(Stored items)
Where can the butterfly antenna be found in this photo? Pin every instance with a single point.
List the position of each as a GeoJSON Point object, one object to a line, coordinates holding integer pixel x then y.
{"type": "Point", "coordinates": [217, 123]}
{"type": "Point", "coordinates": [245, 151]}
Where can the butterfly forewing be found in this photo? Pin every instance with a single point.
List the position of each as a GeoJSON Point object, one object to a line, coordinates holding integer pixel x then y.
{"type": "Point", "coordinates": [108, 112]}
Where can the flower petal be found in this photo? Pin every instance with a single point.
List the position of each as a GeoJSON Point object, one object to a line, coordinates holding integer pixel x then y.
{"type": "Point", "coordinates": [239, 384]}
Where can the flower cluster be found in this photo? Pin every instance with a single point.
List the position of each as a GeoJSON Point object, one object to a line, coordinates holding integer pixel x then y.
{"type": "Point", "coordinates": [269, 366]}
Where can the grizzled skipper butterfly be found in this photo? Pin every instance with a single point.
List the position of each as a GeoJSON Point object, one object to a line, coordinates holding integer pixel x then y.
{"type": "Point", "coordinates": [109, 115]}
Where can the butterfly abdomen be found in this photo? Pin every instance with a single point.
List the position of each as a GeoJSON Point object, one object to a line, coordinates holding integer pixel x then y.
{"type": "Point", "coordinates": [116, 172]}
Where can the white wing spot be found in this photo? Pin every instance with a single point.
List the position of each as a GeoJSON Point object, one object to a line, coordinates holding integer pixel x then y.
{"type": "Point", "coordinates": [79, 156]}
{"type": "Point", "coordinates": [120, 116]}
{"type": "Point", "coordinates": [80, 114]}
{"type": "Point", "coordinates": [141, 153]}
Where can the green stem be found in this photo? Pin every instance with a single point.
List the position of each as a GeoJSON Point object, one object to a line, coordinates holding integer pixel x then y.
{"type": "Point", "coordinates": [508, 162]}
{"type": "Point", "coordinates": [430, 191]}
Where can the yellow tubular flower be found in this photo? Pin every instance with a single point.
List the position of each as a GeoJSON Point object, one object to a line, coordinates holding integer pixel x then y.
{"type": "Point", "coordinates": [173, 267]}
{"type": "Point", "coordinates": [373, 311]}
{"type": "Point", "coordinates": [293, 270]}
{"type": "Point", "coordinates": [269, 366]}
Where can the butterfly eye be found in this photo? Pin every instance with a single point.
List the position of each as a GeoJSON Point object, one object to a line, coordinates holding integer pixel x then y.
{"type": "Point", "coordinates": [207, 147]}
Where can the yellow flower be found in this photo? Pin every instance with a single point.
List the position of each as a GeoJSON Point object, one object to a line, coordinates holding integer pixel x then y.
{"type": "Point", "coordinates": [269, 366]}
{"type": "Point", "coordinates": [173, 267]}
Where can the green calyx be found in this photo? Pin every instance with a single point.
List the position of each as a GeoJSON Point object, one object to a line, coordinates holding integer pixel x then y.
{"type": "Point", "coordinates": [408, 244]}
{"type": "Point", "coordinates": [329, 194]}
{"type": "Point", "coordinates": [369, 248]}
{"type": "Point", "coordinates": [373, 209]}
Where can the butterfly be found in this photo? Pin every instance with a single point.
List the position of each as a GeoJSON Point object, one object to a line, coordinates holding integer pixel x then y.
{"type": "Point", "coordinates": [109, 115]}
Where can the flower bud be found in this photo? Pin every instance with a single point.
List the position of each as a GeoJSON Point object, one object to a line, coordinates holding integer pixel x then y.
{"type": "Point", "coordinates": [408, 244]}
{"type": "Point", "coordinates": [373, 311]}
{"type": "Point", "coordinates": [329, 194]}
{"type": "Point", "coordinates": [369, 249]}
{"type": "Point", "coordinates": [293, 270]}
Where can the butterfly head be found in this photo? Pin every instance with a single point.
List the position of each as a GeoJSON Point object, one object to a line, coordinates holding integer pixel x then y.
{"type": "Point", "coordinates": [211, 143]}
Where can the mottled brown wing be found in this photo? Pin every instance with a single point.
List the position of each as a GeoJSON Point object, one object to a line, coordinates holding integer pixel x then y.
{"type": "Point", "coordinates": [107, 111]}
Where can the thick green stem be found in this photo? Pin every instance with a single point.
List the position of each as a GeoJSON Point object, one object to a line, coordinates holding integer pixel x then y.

● Work instructions
Reproduce the data exactly. All of it is needed.

● Output of the exercise
Where can the butterfly antenna be found in this photo? Pin every instance with a single point.
List the position of each as a GeoJSON Point object, one object to a line, coordinates holding integer pixel x then y.
{"type": "Point", "coordinates": [217, 123]}
{"type": "Point", "coordinates": [245, 151]}
Where can the butterfly forewing be found in this photo? Pin every instance with a single point.
List the position of each as a GeoJSON Point object, one object to a line, coordinates holding integer pixel x then y.
{"type": "Point", "coordinates": [108, 112]}
Where can the flower petal be found in this photo? Pin every instance with a single point.
List the position of each as a GeoJSON Point object, one object to a line, coordinates holding integer pixel x then y.
{"type": "Point", "coordinates": [239, 384]}
Where can the flower cluster be found in this photo? Pin every instance with a single point.
List the position of each as a GeoJSON Point object, one object to a line, coordinates holding integer pixel x then y.
{"type": "Point", "coordinates": [269, 366]}
Where can the grizzled skipper butterfly be found in this photo? Pin every instance with a single point.
List the position of each as a GeoJSON Point object, one object to a line, coordinates holding integer pixel x then y.
{"type": "Point", "coordinates": [109, 115]}
Where can the butterfly abdomen be found in this photo? Pin every instance with a single point.
List the position of each as a GeoJSON Point object, one object to a line, coordinates holding integer pixel x then y.
{"type": "Point", "coordinates": [116, 172]}
Where can the white wing spot be found in this photo? Pin every instance with a single point.
List the position of each as a GeoJSON Point object, one object to a line, coordinates holding integer pixel x then y.
{"type": "Point", "coordinates": [79, 156]}
{"type": "Point", "coordinates": [120, 116]}
{"type": "Point", "coordinates": [80, 114]}
{"type": "Point", "coordinates": [141, 153]}
Where can the green stem be found in this photo? Pin every instance with a single point.
List the position of each as a GeoJSON Point object, one object to a line, coordinates holding integer pixel x then y.
{"type": "Point", "coordinates": [508, 162]}
{"type": "Point", "coordinates": [430, 191]}
Where can the yellow tubular flower be found in this photo? Pin every instance with a single point.
List the position of each as a GeoJSON Point object, one object to a line, coordinates holding integer pixel x then y.
{"type": "Point", "coordinates": [173, 267]}
{"type": "Point", "coordinates": [373, 311]}
{"type": "Point", "coordinates": [293, 270]}
{"type": "Point", "coordinates": [269, 366]}
Where can the butterfly eye be found in this photo? Pin every instance with a single point.
List the position of each as a GeoJSON Point object, one object to a line, coordinates holding integer pixel x then y.
{"type": "Point", "coordinates": [207, 147]}
Where can the yellow flower be found in this photo? Pin every instance with a single point.
List the position of each as a GeoJSON Point object, one object to a line, coordinates holding integer pixel x then y.
{"type": "Point", "coordinates": [269, 366]}
{"type": "Point", "coordinates": [173, 267]}
Where can the green calyx be found in this photo? Pin every instance with a single point.
List the position of each as a GeoJSON Point object, one object to a line, coordinates holding integer pixel x then y.
{"type": "Point", "coordinates": [408, 244]}
{"type": "Point", "coordinates": [329, 194]}
{"type": "Point", "coordinates": [369, 248]}
{"type": "Point", "coordinates": [373, 209]}
Where can the butterfly be found in this photo? Pin every instance with a single point.
List the position of each as a GeoJSON Point object, one object to a line, coordinates holding integer pixel x then y.
{"type": "Point", "coordinates": [109, 115]}
Where can the flower bud be found in this photo? Pin every instance with a single point.
List the position of each as a GeoJSON Point object, one object to a line, coordinates holding integer pixel x then y.
{"type": "Point", "coordinates": [408, 244]}
{"type": "Point", "coordinates": [373, 311]}
{"type": "Point", "coordinates": [329, 194]}
{"type": "Point", "coordinates": [369, 249]}
{"type": "Point", "coordinates": [293, 270]}
Where can the butterfly head be found in this photo? Pin every instance with a single point.
List the position of each as a GeoJSON Point object, one object to a line, coordinates holding integer pixel x then y.
{"type": "Point", "coordinates": [211, 143]}
Where can the mottled brown wing be found in this photo? Pin every instance with a single point.
List the position of each as a GeoJSON Point object, one object to a line, coordinates holding integer pixel x then y.
{"type": "Point", "coordinates": [107, 111]}
Where can the thick green stem be found in this photo? Pin every instance with a single point.
List the position of each as a GeoJSON Point object, one object to a line, coordinates holding integer pixel x then y.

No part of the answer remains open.